“KRONOLOGI MENINGGALNYA IBUNDA UTIE SURTININGSIH BINTI MBAH SOEDIROWIDJOJO”.
Pada tanggal 28 Desember 2010, tepatnya pada hari Selasa jam 10.00 wib pagi, saya (ziad) dihubungi taufiq (keponakanku) untuk datang ke rumah kakak saya (Dwi Dasawarsih), dimana ibu ku (Ny.Utie S) tinggal bersamanya. “Pi cepat kemari mbah pingsan !” begitu seru taufiq di telpon.
Taufiq biasa memanggil papi sebagaimana anak-anakku memanggil papi.Mendengar kabar tersebut saya langsung bergegas, menuju rumah kakak saya (Dwi D) yang kebetulan rumahnya tidak jauh dari tempat rumah saya tinggal. Setelah sampai rumah kakak saya, saya melihat ibu tergeletak tidak sadarkan diri di ruang tamu.
Saya mencoba menyadarkan ibu saya dengan mengumandangkan “azan” di dekat telinga beliau. Alhamdulillah ibuku sadar. Saya lihat ia ingin menyampaikan sesuatu, tapi saya tidak paham karena mulutnya saat itu mendadak sudah miring kekanan dan sudah pelo. Tangan dan kakinya sudah sulit di gerakkan, kemudian saya langsung menggotongnya ke kamar ibu, agar beliau bisa istirahat di tempat tidur. Setelah sampai tempat tidur, saya mencoba melakukan terapi Ruqyah untuk menenangkan hati beliau, dengan membacakan beberapa kalam ilahi, sambil sayameminta taufiq untuk mengabarkan kepada mamanya yaitu kakak saya Dwi D, yang bekerja di kantor pusat Superindo Ancol.
Ibuku masih sempat memesan makanan ke sukaannya yaitu “Sate ayam lontong bumbu kecap” dengan bahasa isyarat lewat tulisan tangannya yang masih jelas sekali saya membacanya. Agar ibuku kelihatan lebih segar, saya meminta kepada taufiq untuk mengambilkan air hangat dan handuk dalam baskom. Setelah saya membasuh beliau dan membersihkan kotorannya di kasur, karena tubuh beliau sudah sangat lemah sekali, dan sudah sulit untuk di gerakkan, kami mencoba menggantikan pakaiannya dan sprei serta menyemprotkan pengharum ruangan agar suasana kamarnya lebih fresh jika nanti ada saudara yang menjenguk.

Deskripsi wilayah dalam bahasa alami
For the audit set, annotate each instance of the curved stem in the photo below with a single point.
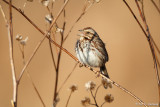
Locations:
(97, 90)
(94, 99)
(73, 57)
(102, 104)
(68, 99)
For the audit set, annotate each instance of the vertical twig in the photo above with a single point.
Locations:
(67, 78)
(150, 43)
(102, 104)
(94, 99)
(84, 10)
(59, 58)
(149, 38)
(97, 90)
(156, 6)
(34, 86)
(73, 57)
(10, 37)
(69, 98)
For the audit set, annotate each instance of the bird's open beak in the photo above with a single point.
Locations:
(81, 33)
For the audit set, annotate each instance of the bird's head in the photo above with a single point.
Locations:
(88, 33)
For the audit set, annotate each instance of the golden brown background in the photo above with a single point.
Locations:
(130, 60)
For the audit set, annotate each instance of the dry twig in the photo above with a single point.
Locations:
(63, 49)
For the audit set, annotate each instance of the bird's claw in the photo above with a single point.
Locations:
(81, 65)
(98, 74)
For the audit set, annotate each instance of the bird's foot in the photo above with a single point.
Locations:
(81, 65)
(98, 74)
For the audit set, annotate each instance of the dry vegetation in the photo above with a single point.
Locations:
(52, 29)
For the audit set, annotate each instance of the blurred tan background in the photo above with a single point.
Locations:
(130, 60)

## Latihan A:
Tulis lagi bagian kisah kronologi itu mulai dari kata "Ibuku masih sempat" dan berhenti setelah "saudara yang menjenguk.", dengan menukar "handuk" menjadi "kain lap".
## Latihan B:
Sambung kisah kronologi meninggalnya sang ibu itu dengan bagian berikutnya.
Baris-baris data di sini tidak diperlukan.

## Jawaban A:
Ibuku masih sempat memesan makanan ke sukaannya yaitu “Sate ayam lontong bumbu kecap” dengan bahasa isyarat lewat tulisan tangannya yang masih jelas sekali saya membacanya. Agar ibuku kelihatan lebih segar, saya meminta kepada taufiq untuk mengambilkan air hangat dan kain lap dalam baskom. Setelah saya membasuh beliau dan membersihkan kotorannya di kasur, karena tubuh beliau sudah sangat lemah sekali, dan sudah sulit untuk di gerakkan, kami mencoba menggantikan pakaiannya dan sprei serta menyemprotkan pengharum ruangan agar suasana kamarnya lebih fresh jika nanti ada saudara yang menjenguk.

## Jawaban B:
Tidak lama kemudian kakak saya Dwi d, sampai dirumah sambil membawa sate ayam lontong kecap pesanan ibuku. Melihat kondisi ibuku yang tidak berdaya, kakakku terasa haru sekali sambil menangis. Karena baru semalam ia bercanda dan paginya juga tidak ada apa apa. Kok sekarang begini? tanya kakakku keheranan. Kemudian Dwi D menghubungi M.Noer (kakak No.2) yang saat itu sedang tugas di luar kota, Ia hanya berpesan ; “apapun keputusan kalian berdua saya dukung saja, asal ibu di rawat dengan baik”.
Akhirnya kami sepakat untuk membawa ibu Ke RS Bhakti Asih Ciledug. Tidak lama kemudian suami Dwi D (kak Iput) datang dari kantornya, dan kamipun sama sama mengantar ibu ke rumah sakit Bhakti Asih pada pukul 15:30 sehabis sholat asyar, Setelah sampai RS Bhakti Asih Ciledug, kami langsung menuju unit gawar Darurat dan langsung di sambut dan di tangani oleh perawat Rumah Sakit.
Setelah beberapasaat, ibu saya di berikan nafas bantuan dan di suntik impus. Tidak berapa lama matanya tertidur pulas, tidak sadarkan diri lagi. Kami mencoba membangunkannya namun tetap saja ibu tidak sadar. Kami jadi heran, padahal sewaktu pergi dari rumah menuju Rumah Sakit ibu masih bisa berdialog, dan berkomunikasi, meskipun dengan bahasa isyarat.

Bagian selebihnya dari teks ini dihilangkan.